CPI Forwards Show Inflation Concerns Aren’t Ebbing

One of the most important things I learned as a markets person was the relationship between “spot” prices and “forward” prices. A spot price is the price today if you buy a particular investment or commodity. A forward price is the price that you agree today to pay in the future on some date for delivery of that investment/item.

To a non-markets person, this seems odd. If I want to buy a carton of milk, but the grocery store is out of milk so I tell the grocer “hold one of those cartons for me when they come in,” it wouldn’t occur to me that I should pay a different price than is on the shelf. Or, maybe, I might expect to pay whatever the price is when the milk comes in. But I wouldn’t think that today I should arrange for a different price for that milk just because I get it in the future.

But of course, the idea of the present value of money is super important in investing. A dollar received in the future is worth less than a dollar received today. (That is, unless interest rates are negative. In that case, a dollar in the future is weirdly worth more than a dollar today, and we are in that bizarre situation I described once, in a really neat post, as ‘Wimpy’s World.’) But it isn’t just money that has a different value for future delivery than it does today. There are at least two ways that I can own a pound of gold six months from now. One is to buy a pound of gold and pay for storage and for insurance for six months. The other is to arrange with someone today to deliver me a pound of gold in six months. In that case, I don’t have to pay for storage and insurance, so I’ll be willing to pay more for gold in the future. In commodities markets, we say that this curve is in “contango,” where futures prices are above spot prices.

The important thing to realize, though, is that all of these things converge. The spot price of gold will eventually converge to the 6-month forward price of gold…in, as it happens, about six months. If there is no change in the price of insurance and storage, every day the spread of the futures price over the spot price will decline by one day’s worth of those expenses. (n.b. – there are other parts of the carry, too; I’m abstracting here for illustration). If nothing else in the market changes, then the spot price will gradually rise towards that forward price. Here is the important bit that markets people learn: in some sense, that is not a true profit:

Buy today: $1700 plus $10 storage plus $10 insurance = $1720 cost of gold 6 months’ forward

Buy for forward delivery: $1720.

In both cases, if I sell the gold six months and one day from now at $1720, I have made zero money, even though in the first case I paid $1700 for it. But it looks like gold rallied.

I’m not really here to talk about gold. I’m here to talk about economists.

Economists don’t really internalize this well. Case in point is the question about whether inflation expectations are ‘anchored.’ An economist – in particular, a Fed economist – looks at the following chart of 2-year inflation swaps since February and says “Expectations for inflation two years in the future rose between February and May, and then have been flat-to-down since then.”

But that’s not really what happened.

Someone who bought inflation swaps in early May got something that a buyer of inflation swaps today doesn’t get. The May 15th version of inflation swaps, because of the way they work with a 3-month lookback, got half of the 0.6% March CPI print, plus the 0.8% April print, the 0.6% May print, and the 0.9% June print. The person who buys inflation swaps today doesn’t get March and April, and only half of the May uptick (plus June). Ergo, if nothing else changes we would expect the price for a 2-year inflation swap today to be lower than the price in mid-May.

WHAT IS ASKED:
1. Print the post on CPI forwards from "But that’s not" to "price in mid-May.".
2. In the post on CPI forwards, what term describes a commodities curve in which futures prices are above spot prices?
The lines that come after this post on CPI forwards have nothing to do with it.

DATASET CONTENT:
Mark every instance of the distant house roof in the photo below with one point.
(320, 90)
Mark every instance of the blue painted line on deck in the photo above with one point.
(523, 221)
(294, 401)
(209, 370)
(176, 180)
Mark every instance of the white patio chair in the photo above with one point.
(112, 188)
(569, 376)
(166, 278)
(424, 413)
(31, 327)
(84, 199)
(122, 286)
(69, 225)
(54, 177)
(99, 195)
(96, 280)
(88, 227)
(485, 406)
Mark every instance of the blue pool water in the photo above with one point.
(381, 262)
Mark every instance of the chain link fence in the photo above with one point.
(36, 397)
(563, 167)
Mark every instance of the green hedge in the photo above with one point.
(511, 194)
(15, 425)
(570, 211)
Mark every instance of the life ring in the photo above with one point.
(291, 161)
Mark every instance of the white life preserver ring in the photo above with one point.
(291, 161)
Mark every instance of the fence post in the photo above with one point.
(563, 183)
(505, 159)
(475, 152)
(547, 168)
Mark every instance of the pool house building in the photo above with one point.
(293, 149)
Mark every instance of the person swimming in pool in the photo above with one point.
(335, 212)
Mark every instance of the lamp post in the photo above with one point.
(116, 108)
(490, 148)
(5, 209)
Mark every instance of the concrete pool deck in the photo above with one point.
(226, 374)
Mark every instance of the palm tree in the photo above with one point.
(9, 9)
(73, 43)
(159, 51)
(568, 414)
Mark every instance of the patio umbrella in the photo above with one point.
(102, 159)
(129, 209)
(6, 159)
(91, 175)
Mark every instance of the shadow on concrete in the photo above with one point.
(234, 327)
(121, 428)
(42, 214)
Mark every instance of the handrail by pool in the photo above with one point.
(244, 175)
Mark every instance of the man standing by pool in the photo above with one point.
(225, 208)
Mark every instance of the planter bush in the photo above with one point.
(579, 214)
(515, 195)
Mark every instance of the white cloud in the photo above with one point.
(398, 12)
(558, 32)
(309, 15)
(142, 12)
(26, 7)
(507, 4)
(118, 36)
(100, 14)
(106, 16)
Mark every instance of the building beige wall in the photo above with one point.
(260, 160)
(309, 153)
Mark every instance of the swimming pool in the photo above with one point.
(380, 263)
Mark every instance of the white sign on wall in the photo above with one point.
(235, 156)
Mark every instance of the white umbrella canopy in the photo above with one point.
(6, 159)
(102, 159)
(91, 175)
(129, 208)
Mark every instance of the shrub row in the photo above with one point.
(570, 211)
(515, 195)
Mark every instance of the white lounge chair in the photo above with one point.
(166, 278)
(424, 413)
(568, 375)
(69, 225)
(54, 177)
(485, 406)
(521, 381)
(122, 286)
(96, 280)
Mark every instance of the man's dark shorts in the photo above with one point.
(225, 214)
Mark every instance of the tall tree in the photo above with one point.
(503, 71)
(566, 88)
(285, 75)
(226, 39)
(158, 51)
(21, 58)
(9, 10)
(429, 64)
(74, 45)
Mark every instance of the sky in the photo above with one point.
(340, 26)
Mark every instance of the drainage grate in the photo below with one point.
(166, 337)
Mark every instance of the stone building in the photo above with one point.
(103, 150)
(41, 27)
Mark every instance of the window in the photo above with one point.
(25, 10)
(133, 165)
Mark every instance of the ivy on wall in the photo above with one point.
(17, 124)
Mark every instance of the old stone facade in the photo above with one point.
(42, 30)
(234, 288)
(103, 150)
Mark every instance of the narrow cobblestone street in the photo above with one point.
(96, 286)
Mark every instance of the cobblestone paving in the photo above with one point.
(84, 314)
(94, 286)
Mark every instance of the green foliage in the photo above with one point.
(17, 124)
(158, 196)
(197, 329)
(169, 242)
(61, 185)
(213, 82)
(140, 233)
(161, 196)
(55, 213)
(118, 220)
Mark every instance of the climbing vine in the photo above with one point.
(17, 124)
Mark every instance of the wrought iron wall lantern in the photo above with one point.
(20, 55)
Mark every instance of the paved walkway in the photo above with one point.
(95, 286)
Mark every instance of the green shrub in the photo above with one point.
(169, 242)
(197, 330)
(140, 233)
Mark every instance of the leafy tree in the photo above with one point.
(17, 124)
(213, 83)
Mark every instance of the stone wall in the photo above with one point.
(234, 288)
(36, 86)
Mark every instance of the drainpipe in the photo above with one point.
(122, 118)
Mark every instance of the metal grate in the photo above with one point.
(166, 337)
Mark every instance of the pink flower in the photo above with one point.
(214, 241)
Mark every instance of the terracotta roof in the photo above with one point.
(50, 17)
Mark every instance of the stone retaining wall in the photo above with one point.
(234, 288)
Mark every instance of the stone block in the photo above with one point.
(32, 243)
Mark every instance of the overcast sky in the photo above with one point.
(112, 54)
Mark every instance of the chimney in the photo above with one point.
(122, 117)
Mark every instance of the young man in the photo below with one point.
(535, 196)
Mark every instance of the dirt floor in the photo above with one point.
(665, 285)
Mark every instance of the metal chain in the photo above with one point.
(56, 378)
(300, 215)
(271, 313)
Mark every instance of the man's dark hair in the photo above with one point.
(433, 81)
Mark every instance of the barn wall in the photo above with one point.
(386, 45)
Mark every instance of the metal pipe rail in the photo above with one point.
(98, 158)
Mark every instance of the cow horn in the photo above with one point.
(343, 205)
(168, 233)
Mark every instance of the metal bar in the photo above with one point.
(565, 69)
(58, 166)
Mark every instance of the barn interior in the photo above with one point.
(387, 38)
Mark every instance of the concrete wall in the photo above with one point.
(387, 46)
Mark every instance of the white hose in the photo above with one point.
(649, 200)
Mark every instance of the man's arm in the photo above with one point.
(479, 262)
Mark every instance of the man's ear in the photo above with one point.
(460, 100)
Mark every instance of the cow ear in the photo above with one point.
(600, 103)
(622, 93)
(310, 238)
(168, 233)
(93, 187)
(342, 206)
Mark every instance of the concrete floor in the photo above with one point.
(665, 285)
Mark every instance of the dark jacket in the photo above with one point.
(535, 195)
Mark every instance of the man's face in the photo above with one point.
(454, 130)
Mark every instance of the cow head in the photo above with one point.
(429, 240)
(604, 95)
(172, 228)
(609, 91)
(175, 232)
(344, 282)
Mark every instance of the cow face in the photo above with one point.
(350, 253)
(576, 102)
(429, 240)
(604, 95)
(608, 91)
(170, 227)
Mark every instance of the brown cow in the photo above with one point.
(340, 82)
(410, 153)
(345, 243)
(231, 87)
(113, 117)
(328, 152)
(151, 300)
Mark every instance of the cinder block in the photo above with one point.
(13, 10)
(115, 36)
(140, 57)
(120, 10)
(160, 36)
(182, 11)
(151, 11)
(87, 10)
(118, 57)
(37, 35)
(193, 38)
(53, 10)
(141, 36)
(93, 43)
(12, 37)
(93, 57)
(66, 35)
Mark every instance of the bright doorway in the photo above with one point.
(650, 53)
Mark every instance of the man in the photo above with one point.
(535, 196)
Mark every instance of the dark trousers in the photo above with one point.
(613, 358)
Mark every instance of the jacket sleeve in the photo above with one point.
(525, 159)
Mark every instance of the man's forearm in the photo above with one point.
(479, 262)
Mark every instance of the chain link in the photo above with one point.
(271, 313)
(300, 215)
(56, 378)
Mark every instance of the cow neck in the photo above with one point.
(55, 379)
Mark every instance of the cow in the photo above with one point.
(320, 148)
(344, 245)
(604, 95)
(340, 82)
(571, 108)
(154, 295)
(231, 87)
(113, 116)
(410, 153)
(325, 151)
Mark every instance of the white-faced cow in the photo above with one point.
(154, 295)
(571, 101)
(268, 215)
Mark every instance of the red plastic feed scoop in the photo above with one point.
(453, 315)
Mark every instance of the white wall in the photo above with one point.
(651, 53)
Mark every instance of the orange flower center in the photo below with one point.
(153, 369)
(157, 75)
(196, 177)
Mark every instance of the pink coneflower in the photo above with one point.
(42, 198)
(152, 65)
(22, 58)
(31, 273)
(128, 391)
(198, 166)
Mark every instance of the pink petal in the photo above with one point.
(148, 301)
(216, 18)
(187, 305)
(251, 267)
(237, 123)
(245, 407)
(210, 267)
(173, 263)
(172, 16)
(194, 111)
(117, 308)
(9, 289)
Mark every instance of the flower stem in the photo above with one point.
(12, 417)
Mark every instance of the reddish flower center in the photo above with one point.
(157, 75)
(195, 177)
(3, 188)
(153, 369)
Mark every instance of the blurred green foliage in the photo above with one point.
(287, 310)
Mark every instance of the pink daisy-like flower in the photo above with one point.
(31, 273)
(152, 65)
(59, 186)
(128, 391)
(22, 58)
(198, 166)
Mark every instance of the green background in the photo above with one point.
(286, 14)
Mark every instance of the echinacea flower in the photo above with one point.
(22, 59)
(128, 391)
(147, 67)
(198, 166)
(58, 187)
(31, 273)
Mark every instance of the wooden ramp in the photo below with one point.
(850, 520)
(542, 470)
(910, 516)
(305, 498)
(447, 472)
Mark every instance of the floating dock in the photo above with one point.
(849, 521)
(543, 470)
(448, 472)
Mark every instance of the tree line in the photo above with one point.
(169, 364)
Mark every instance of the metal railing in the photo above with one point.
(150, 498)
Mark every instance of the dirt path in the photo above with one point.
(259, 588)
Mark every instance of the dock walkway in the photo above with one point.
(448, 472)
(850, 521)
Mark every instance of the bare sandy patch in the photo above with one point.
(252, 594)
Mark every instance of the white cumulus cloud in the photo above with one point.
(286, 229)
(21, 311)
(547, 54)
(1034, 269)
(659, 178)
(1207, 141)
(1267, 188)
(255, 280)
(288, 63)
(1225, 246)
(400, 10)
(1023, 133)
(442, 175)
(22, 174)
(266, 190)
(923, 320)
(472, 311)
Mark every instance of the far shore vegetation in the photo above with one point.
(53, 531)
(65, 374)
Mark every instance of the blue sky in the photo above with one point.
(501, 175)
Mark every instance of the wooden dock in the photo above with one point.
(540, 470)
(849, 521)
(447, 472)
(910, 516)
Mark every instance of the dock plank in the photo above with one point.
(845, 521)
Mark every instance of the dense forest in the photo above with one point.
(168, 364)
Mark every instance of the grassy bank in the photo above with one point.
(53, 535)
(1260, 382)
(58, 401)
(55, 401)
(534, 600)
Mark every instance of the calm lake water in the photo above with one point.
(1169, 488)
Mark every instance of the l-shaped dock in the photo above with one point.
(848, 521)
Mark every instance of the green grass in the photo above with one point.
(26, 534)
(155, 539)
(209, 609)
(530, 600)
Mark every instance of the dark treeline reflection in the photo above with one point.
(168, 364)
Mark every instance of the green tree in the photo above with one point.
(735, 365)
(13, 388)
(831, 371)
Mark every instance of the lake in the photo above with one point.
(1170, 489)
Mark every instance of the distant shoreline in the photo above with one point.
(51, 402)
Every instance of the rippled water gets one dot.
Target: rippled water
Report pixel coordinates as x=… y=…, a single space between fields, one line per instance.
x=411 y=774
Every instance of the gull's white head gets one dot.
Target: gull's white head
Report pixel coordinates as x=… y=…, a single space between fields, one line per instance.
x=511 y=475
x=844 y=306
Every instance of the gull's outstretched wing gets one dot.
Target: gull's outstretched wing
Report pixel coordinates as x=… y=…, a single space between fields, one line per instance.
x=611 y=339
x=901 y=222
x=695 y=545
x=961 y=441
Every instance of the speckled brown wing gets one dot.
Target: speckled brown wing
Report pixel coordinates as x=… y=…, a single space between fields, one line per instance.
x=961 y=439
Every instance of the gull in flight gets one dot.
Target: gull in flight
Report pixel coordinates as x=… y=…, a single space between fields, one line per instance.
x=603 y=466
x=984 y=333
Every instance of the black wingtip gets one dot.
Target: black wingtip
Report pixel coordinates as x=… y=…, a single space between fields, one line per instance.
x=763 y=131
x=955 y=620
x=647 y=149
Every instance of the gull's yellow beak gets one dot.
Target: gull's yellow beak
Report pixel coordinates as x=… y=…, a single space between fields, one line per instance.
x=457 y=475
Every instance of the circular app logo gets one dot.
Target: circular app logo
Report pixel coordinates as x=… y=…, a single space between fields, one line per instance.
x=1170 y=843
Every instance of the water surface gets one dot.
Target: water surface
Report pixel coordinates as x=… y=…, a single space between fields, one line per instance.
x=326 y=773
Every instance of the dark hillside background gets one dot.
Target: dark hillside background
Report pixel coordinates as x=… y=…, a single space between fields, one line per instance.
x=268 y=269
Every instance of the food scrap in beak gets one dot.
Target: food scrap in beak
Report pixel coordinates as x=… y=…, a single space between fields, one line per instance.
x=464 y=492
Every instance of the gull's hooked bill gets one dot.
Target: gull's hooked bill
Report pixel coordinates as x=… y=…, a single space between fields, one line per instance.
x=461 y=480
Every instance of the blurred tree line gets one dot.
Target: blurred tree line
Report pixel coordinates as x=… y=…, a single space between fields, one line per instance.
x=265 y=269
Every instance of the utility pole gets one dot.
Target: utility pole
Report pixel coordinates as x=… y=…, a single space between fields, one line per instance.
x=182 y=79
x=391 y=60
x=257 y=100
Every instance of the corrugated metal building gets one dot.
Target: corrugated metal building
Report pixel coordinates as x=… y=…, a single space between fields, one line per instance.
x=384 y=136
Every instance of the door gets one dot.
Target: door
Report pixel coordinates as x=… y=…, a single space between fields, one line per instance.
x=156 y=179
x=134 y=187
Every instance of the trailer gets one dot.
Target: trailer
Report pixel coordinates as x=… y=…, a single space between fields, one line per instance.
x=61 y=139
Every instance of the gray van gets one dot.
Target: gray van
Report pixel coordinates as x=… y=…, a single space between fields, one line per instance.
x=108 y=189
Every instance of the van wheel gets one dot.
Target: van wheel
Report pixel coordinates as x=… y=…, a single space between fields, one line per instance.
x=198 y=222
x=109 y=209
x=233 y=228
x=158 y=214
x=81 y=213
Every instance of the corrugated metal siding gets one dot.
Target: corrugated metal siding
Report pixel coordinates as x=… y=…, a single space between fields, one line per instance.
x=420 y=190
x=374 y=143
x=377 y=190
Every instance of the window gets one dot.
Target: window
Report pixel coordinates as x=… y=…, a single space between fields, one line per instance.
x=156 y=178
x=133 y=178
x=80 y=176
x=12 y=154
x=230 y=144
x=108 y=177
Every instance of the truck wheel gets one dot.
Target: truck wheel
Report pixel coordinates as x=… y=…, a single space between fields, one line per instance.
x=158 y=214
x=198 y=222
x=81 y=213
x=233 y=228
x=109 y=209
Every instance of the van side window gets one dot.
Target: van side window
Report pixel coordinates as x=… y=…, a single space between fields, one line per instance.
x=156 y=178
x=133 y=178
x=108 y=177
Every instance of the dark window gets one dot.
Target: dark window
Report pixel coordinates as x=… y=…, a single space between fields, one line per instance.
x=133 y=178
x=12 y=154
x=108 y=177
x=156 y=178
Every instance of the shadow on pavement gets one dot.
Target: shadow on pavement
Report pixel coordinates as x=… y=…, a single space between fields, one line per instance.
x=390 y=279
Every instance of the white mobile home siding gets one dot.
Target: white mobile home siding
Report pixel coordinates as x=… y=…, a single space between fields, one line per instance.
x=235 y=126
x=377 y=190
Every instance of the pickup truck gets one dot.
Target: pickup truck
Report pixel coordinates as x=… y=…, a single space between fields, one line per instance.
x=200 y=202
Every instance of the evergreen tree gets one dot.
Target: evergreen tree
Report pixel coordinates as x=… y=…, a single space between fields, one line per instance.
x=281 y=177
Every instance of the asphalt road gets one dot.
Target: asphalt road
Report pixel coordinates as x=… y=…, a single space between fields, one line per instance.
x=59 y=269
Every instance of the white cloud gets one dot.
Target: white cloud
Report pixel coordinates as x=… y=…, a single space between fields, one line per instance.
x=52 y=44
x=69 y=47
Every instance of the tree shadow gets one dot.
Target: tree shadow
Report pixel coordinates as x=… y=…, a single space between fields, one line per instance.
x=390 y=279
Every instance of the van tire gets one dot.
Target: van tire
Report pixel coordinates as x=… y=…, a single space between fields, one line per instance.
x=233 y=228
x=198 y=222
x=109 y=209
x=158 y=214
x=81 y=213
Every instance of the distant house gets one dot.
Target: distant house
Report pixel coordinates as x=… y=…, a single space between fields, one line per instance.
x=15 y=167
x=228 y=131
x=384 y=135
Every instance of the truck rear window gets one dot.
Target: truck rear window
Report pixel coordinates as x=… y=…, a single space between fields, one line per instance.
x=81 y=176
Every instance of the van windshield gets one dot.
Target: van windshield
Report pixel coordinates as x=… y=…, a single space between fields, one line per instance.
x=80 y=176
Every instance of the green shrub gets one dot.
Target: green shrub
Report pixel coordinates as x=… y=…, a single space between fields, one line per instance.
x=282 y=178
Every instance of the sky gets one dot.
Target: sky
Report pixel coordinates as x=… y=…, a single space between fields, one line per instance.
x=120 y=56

TASK-BY-TASK ANSWERS:
1.
But that’s not really what happened.

Someone who bought inflation swaps in early May got something that a buyer of inflation swaps today doesn’t get. The May 15th version of inflation swaps, because of the way they work with a 3-month lookback, got half of the 0.6% March CPI print, plus the 0.8% April print, the 0.6% May print, and the 0.9% June print. The person who buys inflation swaps today doesn’t get March and April, and only half of the May uptick (plus June). Ergo, if nothing else changes we would expect the price for a 2-year inflation swap today to be lower than the price in mid-May.

2. Contango.